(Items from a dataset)
==================================================

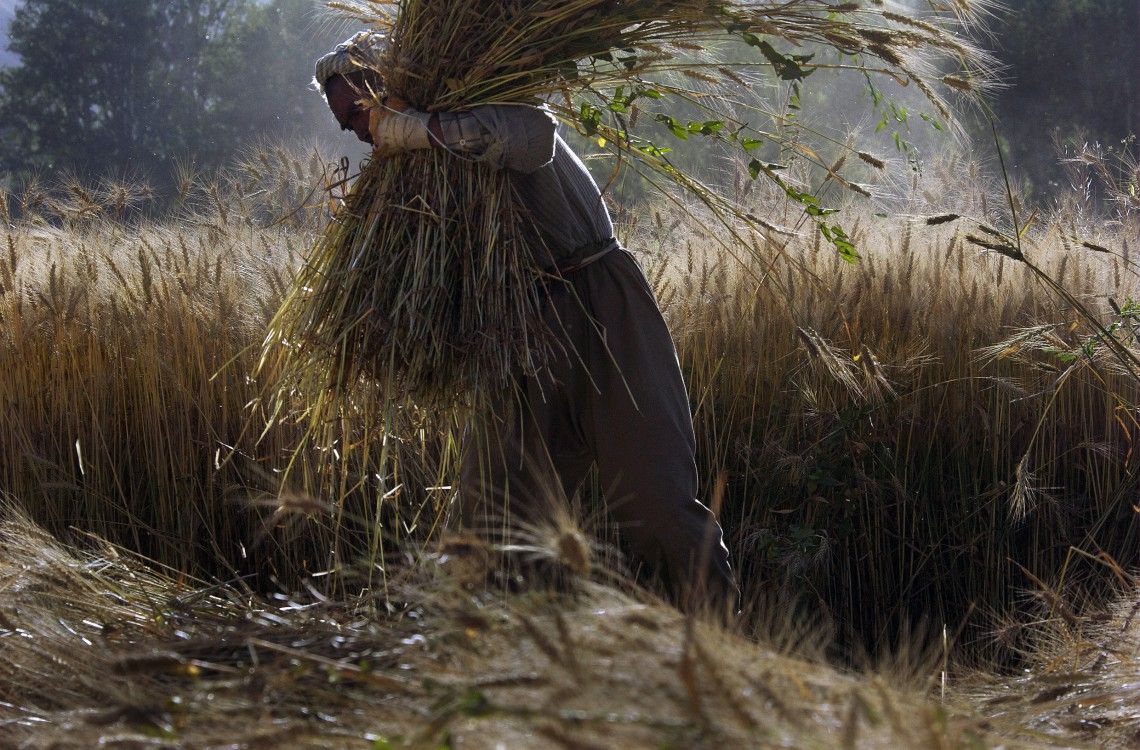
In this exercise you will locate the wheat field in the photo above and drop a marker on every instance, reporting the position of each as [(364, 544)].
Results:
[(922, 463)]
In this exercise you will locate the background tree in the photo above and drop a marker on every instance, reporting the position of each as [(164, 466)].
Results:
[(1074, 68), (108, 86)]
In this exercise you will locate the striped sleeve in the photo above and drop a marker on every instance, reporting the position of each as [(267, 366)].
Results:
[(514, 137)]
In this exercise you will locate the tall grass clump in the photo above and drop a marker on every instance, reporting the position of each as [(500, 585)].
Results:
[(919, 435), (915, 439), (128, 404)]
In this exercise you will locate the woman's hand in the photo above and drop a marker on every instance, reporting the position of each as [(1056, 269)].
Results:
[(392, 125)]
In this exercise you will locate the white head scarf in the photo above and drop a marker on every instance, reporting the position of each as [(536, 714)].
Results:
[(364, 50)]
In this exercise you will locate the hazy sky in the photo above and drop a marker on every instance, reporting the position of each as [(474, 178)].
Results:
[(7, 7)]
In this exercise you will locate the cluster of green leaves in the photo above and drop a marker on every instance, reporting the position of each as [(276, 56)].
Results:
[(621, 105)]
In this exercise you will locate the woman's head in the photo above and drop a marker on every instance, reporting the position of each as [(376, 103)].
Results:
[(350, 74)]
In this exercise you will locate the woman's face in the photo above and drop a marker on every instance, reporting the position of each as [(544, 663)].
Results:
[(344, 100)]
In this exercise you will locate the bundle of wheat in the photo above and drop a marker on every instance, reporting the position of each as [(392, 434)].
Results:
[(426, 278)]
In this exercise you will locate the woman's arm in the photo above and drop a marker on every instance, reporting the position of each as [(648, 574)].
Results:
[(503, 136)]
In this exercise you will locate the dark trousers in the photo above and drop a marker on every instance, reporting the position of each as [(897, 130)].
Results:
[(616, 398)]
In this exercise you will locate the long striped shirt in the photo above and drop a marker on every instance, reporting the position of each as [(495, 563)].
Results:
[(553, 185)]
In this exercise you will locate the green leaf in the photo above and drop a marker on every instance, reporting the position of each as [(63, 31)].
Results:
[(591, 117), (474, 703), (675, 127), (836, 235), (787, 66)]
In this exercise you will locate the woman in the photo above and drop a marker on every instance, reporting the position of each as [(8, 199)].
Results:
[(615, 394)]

==================================================

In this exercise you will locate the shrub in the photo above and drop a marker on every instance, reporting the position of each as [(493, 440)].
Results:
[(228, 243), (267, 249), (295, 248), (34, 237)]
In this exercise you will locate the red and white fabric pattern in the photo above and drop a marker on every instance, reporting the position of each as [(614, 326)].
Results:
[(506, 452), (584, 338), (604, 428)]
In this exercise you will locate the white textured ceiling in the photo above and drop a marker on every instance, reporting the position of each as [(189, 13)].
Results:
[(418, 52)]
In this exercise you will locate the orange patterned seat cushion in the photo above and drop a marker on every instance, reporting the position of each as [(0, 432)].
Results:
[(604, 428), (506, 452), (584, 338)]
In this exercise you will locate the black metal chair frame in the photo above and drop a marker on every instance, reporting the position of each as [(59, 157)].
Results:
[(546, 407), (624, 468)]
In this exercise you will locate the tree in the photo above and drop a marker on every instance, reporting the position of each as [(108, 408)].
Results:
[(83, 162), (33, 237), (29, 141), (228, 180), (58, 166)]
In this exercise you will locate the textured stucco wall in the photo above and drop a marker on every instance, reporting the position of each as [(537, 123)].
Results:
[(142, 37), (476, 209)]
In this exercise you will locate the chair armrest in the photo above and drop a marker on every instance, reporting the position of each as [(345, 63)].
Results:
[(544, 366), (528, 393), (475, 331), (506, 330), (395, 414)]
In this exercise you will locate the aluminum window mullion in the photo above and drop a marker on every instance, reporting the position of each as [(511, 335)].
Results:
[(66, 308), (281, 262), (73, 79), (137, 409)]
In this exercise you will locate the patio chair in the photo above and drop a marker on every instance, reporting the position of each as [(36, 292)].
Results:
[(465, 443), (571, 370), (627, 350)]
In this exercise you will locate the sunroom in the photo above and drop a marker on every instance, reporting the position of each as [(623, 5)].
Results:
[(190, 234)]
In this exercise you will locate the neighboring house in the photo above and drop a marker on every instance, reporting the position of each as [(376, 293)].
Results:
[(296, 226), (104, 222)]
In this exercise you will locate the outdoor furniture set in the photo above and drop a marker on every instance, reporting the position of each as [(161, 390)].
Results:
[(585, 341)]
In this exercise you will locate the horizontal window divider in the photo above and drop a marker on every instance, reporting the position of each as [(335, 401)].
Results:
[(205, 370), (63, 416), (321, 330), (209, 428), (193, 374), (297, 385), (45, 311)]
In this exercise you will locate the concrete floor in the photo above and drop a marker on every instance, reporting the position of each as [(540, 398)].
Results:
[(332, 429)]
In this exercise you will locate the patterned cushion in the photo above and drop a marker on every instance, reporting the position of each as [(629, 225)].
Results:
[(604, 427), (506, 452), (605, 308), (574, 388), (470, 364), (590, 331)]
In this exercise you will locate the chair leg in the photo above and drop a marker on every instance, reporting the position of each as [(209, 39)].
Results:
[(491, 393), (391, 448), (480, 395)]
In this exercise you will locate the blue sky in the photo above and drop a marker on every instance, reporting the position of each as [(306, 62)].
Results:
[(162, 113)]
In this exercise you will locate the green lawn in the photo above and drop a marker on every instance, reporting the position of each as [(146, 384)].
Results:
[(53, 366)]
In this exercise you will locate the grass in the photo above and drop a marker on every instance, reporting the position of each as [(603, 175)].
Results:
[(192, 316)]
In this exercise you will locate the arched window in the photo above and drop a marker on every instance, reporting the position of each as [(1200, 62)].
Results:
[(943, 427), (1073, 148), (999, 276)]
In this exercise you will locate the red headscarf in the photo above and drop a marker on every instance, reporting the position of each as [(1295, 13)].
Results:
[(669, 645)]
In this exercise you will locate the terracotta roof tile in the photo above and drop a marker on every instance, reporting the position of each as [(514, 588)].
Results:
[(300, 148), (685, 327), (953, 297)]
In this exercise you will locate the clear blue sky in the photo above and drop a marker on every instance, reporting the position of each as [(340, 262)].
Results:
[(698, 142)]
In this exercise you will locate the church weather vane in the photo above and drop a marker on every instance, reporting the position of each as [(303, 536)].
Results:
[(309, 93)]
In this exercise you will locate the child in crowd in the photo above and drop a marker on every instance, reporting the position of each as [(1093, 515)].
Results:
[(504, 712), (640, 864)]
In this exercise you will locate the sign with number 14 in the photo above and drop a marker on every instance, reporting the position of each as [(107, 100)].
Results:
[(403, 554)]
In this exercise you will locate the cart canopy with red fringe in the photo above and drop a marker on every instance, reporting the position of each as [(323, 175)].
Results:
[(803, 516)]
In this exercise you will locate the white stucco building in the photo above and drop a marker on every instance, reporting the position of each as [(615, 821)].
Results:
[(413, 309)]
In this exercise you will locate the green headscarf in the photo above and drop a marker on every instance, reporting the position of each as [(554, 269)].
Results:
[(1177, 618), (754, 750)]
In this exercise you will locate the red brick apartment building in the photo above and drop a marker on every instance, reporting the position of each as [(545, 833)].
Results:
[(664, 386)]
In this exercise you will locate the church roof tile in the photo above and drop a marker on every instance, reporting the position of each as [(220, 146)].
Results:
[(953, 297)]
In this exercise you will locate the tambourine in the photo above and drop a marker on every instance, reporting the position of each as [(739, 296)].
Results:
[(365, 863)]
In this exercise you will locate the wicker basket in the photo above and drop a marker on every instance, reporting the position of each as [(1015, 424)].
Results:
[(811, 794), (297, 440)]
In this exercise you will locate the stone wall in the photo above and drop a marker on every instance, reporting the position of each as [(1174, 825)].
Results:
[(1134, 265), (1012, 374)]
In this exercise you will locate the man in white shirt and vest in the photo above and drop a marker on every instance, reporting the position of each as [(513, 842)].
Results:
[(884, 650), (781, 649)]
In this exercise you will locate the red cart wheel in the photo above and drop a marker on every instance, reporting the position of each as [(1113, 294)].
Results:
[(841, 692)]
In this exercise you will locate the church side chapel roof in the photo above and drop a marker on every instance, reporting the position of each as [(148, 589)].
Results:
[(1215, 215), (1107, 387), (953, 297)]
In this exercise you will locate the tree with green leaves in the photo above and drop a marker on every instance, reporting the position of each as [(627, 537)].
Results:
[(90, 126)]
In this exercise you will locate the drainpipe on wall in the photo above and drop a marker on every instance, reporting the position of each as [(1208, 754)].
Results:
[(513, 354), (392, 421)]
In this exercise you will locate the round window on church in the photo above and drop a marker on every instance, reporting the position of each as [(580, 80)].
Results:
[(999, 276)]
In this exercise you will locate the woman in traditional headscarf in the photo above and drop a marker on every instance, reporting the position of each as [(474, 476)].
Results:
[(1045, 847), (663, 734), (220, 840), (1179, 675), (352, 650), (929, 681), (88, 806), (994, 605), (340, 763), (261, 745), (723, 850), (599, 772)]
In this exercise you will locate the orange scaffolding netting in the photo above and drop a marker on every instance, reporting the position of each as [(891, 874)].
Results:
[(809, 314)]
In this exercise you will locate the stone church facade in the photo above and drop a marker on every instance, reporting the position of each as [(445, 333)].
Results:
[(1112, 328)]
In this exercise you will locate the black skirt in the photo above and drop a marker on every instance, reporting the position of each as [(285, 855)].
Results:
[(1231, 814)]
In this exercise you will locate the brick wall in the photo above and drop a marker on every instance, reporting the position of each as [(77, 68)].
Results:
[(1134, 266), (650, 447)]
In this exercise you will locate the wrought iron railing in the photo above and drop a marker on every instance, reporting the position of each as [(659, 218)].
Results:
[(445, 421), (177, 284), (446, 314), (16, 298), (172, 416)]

==================================================

▸ **Written request**: Edit the records starting at the line containing "In this exercise you will locate the arched" and ending at the line containing "[(698, 142)]" by changing "terracotta" to "clay", leaving everything else as it is. Output only that stretch of lines.

▸ **Solved exercise**:
In this exercise you will locate the arched window in the photo above and drop a marker on every instance, reporting the position of each as [(1200, 62)].
Results:
[(943, 427), (1073, 148), (999, 276)]
In this exercise you will locate the red headscarf in the photo above and drop a marker on every instance, reporting the position of each as [(1295, 13)].
Results:
[(669, 645)]
In this exercise you will locate the clay roof tile in the photo above and drop a marker on every instance, reporting the position of each as [(514, 588)].
Results:
[(300, 148), (685, 327), (953, 297)]
In this exercise you will locate the clear blue sky in the photo above and drop a marker on every instance, reporting the position of each as [(340, 262)].
Results:
[(698, 142)]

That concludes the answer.